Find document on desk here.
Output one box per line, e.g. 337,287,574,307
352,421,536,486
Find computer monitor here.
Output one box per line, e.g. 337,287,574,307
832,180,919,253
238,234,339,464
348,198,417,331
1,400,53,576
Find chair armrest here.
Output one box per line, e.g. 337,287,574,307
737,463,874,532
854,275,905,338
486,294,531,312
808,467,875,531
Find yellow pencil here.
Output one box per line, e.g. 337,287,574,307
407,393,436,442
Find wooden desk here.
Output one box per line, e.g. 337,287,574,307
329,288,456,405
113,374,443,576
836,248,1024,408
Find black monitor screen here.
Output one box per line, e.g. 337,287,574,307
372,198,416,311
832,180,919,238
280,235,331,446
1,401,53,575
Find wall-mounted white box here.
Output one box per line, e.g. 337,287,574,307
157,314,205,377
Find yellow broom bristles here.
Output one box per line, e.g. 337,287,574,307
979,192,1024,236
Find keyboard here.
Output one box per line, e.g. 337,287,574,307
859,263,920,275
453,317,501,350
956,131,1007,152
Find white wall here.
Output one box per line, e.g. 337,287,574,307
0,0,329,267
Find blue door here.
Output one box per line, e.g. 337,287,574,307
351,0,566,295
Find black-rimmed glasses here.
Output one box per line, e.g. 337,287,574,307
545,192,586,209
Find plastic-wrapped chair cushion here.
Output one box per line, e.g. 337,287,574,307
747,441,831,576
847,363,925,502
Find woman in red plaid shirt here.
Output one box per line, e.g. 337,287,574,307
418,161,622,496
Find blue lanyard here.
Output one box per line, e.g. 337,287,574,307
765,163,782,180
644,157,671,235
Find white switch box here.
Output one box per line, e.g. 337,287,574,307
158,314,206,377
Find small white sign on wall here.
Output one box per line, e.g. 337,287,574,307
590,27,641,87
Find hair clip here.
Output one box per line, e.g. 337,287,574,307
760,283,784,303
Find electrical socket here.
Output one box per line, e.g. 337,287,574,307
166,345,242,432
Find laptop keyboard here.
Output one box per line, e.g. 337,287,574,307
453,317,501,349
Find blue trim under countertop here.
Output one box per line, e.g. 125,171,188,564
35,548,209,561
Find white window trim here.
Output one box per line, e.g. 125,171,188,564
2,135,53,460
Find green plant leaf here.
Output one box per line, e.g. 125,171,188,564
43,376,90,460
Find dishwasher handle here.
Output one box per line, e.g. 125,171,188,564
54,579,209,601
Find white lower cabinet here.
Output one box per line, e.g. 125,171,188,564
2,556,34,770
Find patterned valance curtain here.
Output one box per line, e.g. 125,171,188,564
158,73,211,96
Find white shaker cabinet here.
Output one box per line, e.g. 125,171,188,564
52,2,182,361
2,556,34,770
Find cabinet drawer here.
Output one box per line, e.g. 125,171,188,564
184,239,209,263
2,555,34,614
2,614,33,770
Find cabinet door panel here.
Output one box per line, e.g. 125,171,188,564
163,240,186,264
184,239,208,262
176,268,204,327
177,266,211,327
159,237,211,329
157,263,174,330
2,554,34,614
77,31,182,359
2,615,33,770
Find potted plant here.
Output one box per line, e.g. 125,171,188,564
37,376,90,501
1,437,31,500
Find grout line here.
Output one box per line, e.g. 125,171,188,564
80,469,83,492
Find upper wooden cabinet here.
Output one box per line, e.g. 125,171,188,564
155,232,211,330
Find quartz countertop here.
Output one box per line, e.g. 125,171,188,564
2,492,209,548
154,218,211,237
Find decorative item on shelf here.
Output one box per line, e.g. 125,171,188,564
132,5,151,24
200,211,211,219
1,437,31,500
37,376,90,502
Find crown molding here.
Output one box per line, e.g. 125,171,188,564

--

Activity - Print out every record again, exactly and in full.

Solution for this problem -
Find document on desk here.
Output one box per line, e.g. 337,287,574,307
352,421,536,486
Find computer monitor here.
Output one box per line, e.g. 337,287,574,307
832,180,919,253
238,234,339,464
348,198,417,331
1,400,53,576
Find chair armrest here.
Output one box per line, e.g. 337,287,574,307
737,463,874,532
854,275,905,338
486,294,531,312
808,467,875,531
Find yellow pencil here.
Output one box per line, e.g. 337,287,574,307
407,393,436,442
Find wooden desk here.
Output one box per line, e.g. 337,287,574,307
329,288,456,405
113,374,443,576
836,248,1024,408
Find black monitor screen here.
Output one box per line, e.g. 337,287,574,307
372,198,416,311
832,180,919,238
280,235,331,446
1,401,53,575
Find wall-mounted white box here.
Output one box per line, e.g. 337,287,574,307
157,314,205,377
Find yellow broom bristles here.
Output one box per line, e.g. 337,287,574,307
979,192,1024,236
Find keyboard here.
Output one box per line, e.g. 337,287,574,307
859,263,920,275
453,317,501,350
956,131,1007,152
Find white wall here.
Output one box per line, e.g. 337,287,574,307
0,0,329,267
Find blue door here.
Output one box per line, e.g. 337,287,574,307
351,0,566,295
Find black-rimmed glasses here.
Output one box per line, e.g. 337,287,574,307
545,192,586,209
Find plastic-wrapped chair cushion here.
Output one box per line, e.g. 337,287,574,307
747,441,831,576
847,363,925,502
Find woman in red plaid shirt here.
Output one box per line, e.g. 337,287,574,307
418,161,622,496
Find blue lanyard here.
Output one box per line, e.g. 337,287,574,307
765,163,782,180
644,157,671,235
Find white switch box here.
Output one box per line, e.g. 337,287,574,307
158,314,206,377
Find small white sign on wall here.
Output one box per line, e.g. 337,287,574,307
590,27,641,87
Find hair clip here.
Output one box per line, e.g. 337,287,574,307
760,283,784,303
Find electrical socket here.
Output one box per line, e.g. 337,287,574,307
166,345,242,432
Find laptop keyboard here.
Output one box per line, e.g. 337,287,574,307
453,317,501,349
Find blue trim under countertop here.
Output one box per line, e.g. 125,171,188,564
35,548,209,561
Find white window trim here.
Output one box per line, e.g. 125,171,188,564
2,135,53,460
Find green plant leaf here.
Output one box per line, e.g. 125,171,188,564
43,376,90,460
Find dishwasher handle here.
Output one box per line, e.g. 125,171,188,564
54,579,209,601
Find white lower cabinet here.
Output one box per line, e.g. 125,171,188,564
2,556,34,770
Find patterned valance curtain here.
Output one box per line, e.g. 125,171,188,564
158,73,211,96
Find white shaker cabinet here.
Output one box per line, e.g. 125,171,188,564
52,2,182,361
2,556,34,770
Find cabinet drawer here.
Output one box per line, e.g. 125,171,188,564
184,239,209,263
2,555,34,614
2,614,33,770
Find cabinet door panel here.
Output one box per line, e.g. 125,171,188,564
163,240,186,264
184,239,208,262
176,268,204,327
177,266,211,327
159,237,211,329
157,263,174,330
2,554,34,614
77,31,182,359
2,615,33,770
Find potted plant here.
Output one box per line, e.g. 125,171,188,564
37,376,90,501
1,437,31,500
Find grout line here.
Output one box per line, e.g. 125,171,188,564
80,469,83,492
Find upper wooden cabinet here.
Output one box per line, e.g. 125,171,188,564
155,232,211,330
Find quartz countertop here.
Output one box per line, e.g. 125,171,188,564
2,492,209,548
154,218,211,237
Find decorative item on shelf here.
Output one box per line, e.g. 125,171,188,564
132,5,151,24
200,211,211,219
1,437,31,500
37,376,90,502
Find crown molding here.
Output one box per line, e.g. 125,171,188,564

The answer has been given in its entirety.